Boundary annotation records
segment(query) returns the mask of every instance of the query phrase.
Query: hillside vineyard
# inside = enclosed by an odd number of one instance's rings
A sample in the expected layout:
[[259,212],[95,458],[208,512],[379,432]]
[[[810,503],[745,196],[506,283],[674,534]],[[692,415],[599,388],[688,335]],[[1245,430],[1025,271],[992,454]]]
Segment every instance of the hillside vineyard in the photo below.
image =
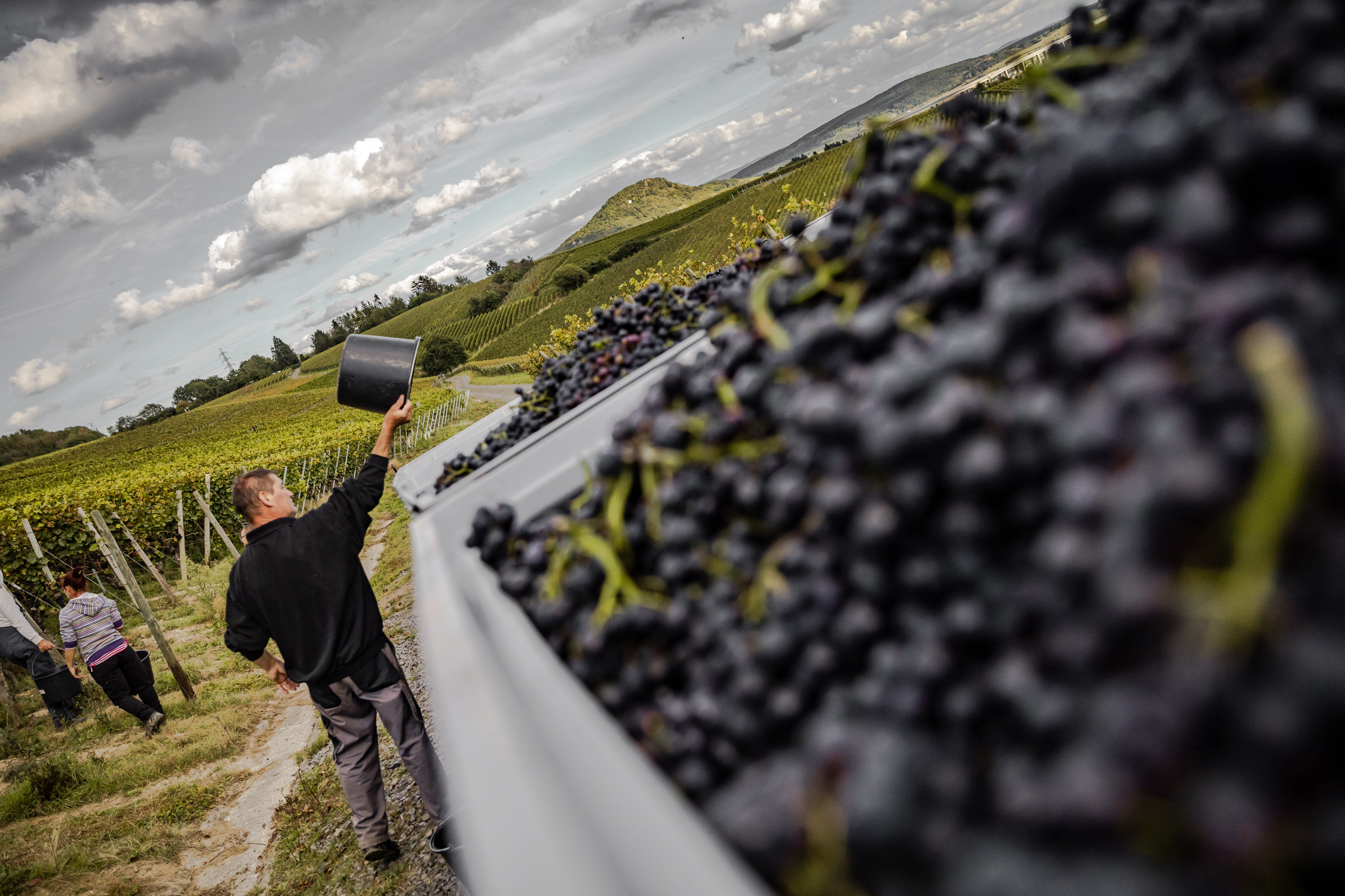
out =
[[689,290],[718,352],[584,493],[473,520],[780,892],[1345,880],[1345,21],[1104,7]]

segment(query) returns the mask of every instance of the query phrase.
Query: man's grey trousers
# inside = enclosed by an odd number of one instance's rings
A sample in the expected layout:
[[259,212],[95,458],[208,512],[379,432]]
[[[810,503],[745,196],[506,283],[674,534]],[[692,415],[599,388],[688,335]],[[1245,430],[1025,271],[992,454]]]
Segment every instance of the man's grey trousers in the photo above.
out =
[[360,849],[369,849],[389,840],[387,801],[383,795],[383,771],[378,762],[378,719],[393,736],[402,764],[412,774],[421,791],[425,811],[437,825],[448,817],[448,799],[444,795],[444,768],[440,766],[434,746],[425,733],[425,720],[420,705],[412,696],[406,673],[397,662],[393,645],[383,646],[383,656],[397,666],[397,684],[378,690],[360,690],[350,678],[331,684],[332,693],[340,699],[340,705],[328,709],[317,705],[323,727],[332,742],[332,759],[336,762],[336,776],[355,823],[355,840]]

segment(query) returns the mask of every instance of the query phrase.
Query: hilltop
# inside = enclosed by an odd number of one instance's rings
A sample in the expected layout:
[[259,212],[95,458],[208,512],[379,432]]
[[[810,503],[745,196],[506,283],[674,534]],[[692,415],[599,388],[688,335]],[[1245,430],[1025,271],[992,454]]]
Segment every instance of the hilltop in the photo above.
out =
[[565,242],[555,247],[555,251],[577,249],[584,243],[592,243],[647,220],[662,218],[668,212],[736,187],[737,183],[736,180],[712,180],[699,187],[690,187],[674,183],[667,177],[646,177],[603,203],[593,218],[570,234]]
[[67,426],[63,430],[48,433],[47,430],[19,430],[9,435],[0,435],[0,466],[13,463],[30,457],[42,457],[51,451],[83,445],[94,439],[104,438],[98,430],[87,426]]
[[[1092,8],[1098,8],[1093,4]],[[1096,13],[1095,13],[1096,15]],[[921,105],[955,90],[963,85],[970,85],[986,73],[1003,67],[1017,56],[1029,54],[1040,47],[1048,46],[1069,34],[1069,20],[1057,21],[1041,31],[1021,38],[999,47],[994,52],[983,56],[963,59],[942,69],[921,73],[913,78],[907,78],[892,87],[888,87],[872,99],[859,103],[841,113],[831,121],[814,128],[808,133],[795,140],[788,146],[776,149],[761,156],[756,161],[733,172],[732,177],[756,177],[772,168],[783,165],[791,159],[822,149],[827,144],[854,140],[863,133],[863,122],[877,116],[904,116]]]

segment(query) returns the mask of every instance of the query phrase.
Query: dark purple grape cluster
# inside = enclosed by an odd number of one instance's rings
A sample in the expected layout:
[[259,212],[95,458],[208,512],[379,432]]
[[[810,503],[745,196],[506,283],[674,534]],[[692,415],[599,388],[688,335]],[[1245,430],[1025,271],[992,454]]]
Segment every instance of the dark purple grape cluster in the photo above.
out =
[[443,492],[690,336],[716,290],[746,275],[744,261],[714,271],[691,289],[664,290],[651,283],[629,301],[596,309],[592,326],[578,334],[574,348],[547,359],[530,392],[516,390],[523,400],[508,422],[492,430],[469,455],[459,454],[444,465],[436,490]]
[[1345,9],[1104,7],[870,136],[572,502],[473,520],[781,891],[1345,880]]

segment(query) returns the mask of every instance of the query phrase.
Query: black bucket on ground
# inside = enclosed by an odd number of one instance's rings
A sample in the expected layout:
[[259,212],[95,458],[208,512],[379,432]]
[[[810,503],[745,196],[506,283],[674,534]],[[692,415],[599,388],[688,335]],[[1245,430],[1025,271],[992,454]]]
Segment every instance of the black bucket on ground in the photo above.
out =
[[448,862],[448,866],[453,866],[453,819],[445,818],[438,822],[438,827],[434,833],[429,836],[429,850]]
[[420,336],[347,336],[336,373],[336,402],[386,414],[398,395],[412,396]]
[[[39,662],[39,660],[47,660],[47,662]],[[32,676],[32,684],[38,685],[42,701],[48,705],[77,697],[82,690],[79,680],[46,654],[39,653],[28,660],[28,674]]]
[[149,681],[153,682],[153,680],[155,680],[155,666],[153,666],[152,662],[149,662],[149,652],[148,650],[136,650],[136,660],[140,660],[140,665],[143,665],[145,668],[145,674],[149,676]]

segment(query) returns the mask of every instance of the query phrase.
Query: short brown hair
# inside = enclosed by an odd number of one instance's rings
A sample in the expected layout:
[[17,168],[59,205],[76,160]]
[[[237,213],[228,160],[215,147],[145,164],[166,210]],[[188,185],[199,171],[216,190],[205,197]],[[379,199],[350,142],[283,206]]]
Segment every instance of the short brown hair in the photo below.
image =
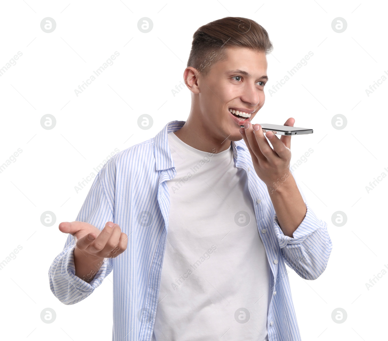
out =
[[232,46],[247,47],[266,54],[274,48],[267,31],[256,21],[226,17],[201,26],[195,31],[187,66],[206,76],[212,62],[224,60],[226,49]]

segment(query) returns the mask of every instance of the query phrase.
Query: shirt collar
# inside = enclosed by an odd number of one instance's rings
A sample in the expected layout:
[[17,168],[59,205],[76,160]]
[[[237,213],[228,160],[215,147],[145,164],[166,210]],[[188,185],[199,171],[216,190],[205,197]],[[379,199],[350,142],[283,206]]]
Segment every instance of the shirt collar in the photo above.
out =
[[[174,161],[168,146],[168,134],[171,131],[179,130],[186,121],[171,121],[166,124],[163,128],[155,136],[154,146],[154,155],[156,162],[156,170],[163,170],[175,167]],[[234,158],[238,159],[237,149],[240,148],[244,151],[248,150],[243,139],[238,141],[232,141]]]

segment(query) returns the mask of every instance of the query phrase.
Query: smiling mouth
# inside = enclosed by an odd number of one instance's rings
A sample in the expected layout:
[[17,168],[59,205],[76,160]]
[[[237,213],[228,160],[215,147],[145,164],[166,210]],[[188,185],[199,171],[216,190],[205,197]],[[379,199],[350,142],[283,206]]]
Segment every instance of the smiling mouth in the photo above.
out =
[[250,118],[253,114],[253,113],[252,114],[248,114],[247,112],[245,112],[243,111],[239,111],[239,110],[236,110],[233,108],[229,108],[228,110],[233,116],[241,120],[245,120],[247,118]]

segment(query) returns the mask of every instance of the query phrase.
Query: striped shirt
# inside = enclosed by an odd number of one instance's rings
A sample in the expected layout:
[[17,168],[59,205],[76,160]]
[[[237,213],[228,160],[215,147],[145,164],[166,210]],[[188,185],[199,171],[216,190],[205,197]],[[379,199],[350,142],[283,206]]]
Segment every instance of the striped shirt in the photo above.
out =
[[[185,122],[169,122],[154,137],[109,159],[95,178],[76,219],[100,230],[107,221],[118,224],[128,236],[126,250],[115,258],[104,258],[94,279],[87,283],[74,274],[75,244],[69,234],[48,271],[51,291],[69,305],[87,297],[114,268],[113,341],[151,339],[168,226],[166,181],[177,172],[167,134]],[[254,171],[245,142],[242,139],[232,144],[236,167],[248,174],[258,231],[271,268],[268,340],[300,341],[286,264],[305,279],[317,278],[326,268],[332,248],[327,224],[312,210],[297,183],[307,212],[293,238],[285,236],[267,186]]]

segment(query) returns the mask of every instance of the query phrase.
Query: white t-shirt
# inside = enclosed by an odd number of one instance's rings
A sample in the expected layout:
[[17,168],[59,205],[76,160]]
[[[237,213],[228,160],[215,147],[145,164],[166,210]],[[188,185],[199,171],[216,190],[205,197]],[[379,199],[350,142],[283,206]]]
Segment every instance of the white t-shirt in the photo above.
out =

**Work to do**
Find every line in the rows above that contains the word "black", and copy each of those lines.

**Reply**
Query: black bucket on ground
Segment every instance of the black bucket on ground in the photo above.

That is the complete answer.